Data to use:
--- --- ---

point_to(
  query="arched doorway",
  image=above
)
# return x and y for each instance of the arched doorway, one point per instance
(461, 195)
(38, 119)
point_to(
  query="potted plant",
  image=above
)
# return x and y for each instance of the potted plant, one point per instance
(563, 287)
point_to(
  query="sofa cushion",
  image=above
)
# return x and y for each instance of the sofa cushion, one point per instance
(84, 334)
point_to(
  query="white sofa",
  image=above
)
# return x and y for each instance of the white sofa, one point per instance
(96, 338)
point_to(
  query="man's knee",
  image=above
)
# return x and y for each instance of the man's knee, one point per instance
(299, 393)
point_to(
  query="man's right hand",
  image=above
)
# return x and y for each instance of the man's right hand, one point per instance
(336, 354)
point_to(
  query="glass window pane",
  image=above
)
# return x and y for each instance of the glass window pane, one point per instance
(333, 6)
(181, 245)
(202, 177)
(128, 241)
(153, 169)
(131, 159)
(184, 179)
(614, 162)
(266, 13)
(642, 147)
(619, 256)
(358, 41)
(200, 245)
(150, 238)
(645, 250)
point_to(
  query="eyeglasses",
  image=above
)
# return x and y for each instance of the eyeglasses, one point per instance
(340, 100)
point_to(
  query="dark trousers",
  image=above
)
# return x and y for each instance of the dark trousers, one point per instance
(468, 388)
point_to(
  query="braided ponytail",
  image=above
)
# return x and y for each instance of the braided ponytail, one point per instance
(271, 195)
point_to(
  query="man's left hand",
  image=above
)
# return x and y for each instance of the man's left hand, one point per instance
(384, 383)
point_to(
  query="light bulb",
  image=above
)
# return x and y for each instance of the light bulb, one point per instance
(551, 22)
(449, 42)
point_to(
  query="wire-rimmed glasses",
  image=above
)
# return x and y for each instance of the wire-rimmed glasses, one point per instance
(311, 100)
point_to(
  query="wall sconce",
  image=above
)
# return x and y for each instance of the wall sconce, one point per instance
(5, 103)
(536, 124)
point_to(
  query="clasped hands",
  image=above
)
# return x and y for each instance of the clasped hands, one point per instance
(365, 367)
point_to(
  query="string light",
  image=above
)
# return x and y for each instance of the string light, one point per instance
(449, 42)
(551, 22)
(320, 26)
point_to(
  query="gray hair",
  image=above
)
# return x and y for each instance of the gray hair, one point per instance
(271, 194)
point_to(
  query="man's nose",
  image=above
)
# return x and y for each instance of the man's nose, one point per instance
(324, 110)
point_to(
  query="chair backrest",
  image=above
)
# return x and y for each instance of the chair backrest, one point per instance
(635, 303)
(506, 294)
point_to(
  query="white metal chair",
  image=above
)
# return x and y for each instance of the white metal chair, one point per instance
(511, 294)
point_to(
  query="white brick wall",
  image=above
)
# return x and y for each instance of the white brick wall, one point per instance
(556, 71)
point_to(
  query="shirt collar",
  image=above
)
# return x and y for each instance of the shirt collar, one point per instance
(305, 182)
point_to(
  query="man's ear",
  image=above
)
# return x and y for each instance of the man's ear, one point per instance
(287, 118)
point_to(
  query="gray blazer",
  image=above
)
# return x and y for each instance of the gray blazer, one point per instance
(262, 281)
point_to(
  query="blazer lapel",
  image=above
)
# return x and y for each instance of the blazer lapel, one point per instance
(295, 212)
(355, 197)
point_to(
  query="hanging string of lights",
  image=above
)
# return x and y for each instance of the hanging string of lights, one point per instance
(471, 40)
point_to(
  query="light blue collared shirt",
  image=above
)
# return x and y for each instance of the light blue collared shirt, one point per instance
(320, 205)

--- --- ---

Written exercise:
Extract all the entries word for word.

Task result:
point_to(
  query="arched doorway",
  image=above
)
# return x and y for each instance of the arched doorway, one point per instance
(461, 195)
(38, 119)
point_to(
  query="potted plant",
  image=above
)
# return x and y for each instance of the potted plant, one point per instance
(563, 287)
point_to(
  query="sofa cushion",
  image=above
)
# return x and y for each instance of the sofa cushion, one point per instance
(84, 334)
point_to(
  query="white sofa",
  image=above
)
# return x and y for each instance of the white sofa, one point per instance
(96, 338)
point_to(
  query="man's knee",
  image=above
)
# return x and y for each instance of the man's knee, one point per instance
(299, 393)
point_to(
  query="man's right hand",
  image=above
)
# return x and y for each instance of the man's right hand, one point per instance
(336, 354)
point_to(
  query="glass window pane",
  image=above
)
# return x and y for each instance of the glass window pane, one point per instance
(333, 6)
(181, 245)
(202, 177)
(128, 241)
(153, 169)
(131, 159)
(184, 179)
(614, 162)
(266, 13)
(642, 147)
(619, 256)
(358, 41)
(200, 245)
(150, 238)
(645, 250)
point_to(
  query="eyeglasses",
  image=above
)
# return x and y for each instance of the eyeglasses, one point per instance
(340, 100)
point_to(
  query="dark trousers",
  image=above
)
# return x and y for each instance of the dark trousers, one point per instance
(468, 388)
point_to(
  query="braided ponytail",
  image=above
)
# return x and y for each instance of the braided ponytail, one point per instance
(271, 195)
point_to(
  query="man's left hand",
  image=above
)
# return x and y for each instance of the man's left hand, one point per instance
(384, 383)
point_to(
  query="light bulb",
  image=above
)
# return x and y for each instance of the light bulb, one point per instance
(551, 22)
(449, 42)
point_to(
  query="wire-rimmed glasses",
  image=above
)
# return x and y for each instance of the wire-rimmed glasses, one point per instance
(311, 100)
point_to(
  query="wall sconce",
  image=above
)
# return x and y for each instance of the wall sconce, one point per instance
(5, 103)
(536, 124)
point_to(
  query="clasped hands",
  image=above
)
# return x and y for each instance of the clasped hands, one point per instance
(365, 367)
point_to(
  query="string light",
  image=above
)
# return x and y for each instance of the string light, one point per instance
(449, 42)
(551, 22)
(320, 26)
point_to(
  query="gray hair",
  image=above
)
# return x and y for each instance of the gray hair, one point per instance
(271, 194)
point_to(
  query="man's nose",
  image=above
)
# return x and y for each instance of the man's nose, one point per instance
(324, 110)
point_to(
  query="chair backrest",
  image=above
)
# return x and y for each instance of the chair backrest, one point per instance
(635, 303)
(506, 294)
point_to(
  query="white metal chair",
  image=above
)
# return x and y for each instance of the white metal chair, one point per instance
(511, 294)
point_to(
  query="white brick wall",
  image=above
)
# return x and y for each instance of the white brick wall, one point per instance
(556, 71)
point_to(
  query="shirt collar",
  image=above
)
# return x and y for each instance of the shirt collar, one point per instance
(305, 182)
point_to(
  query="man's ear",
  image=above
)
# return x and y for each instance of the man's ear, one point per instance
(287, 118)
point_to(
  query="gray blazer",
  image=above
)
# return x and y for each instance of the gray blazer, one point per instance
(262, 281)
point_to(
  query="blazer lapel",
  image=above
)
# return x and y for each instance of the blazer lapel, one point per instance
(295, 212)
(355, 197)
point_to(
  query="hanging string of lights",
  image=above
)
# return x and y for each instance of the hanging string of lights, one point per instance
(471, 40)
point_to(
  query="light blue collared shirt",
  image=above
)
# return x and y for each instance of the light blue collared shirt, one point per instance
(320, 205)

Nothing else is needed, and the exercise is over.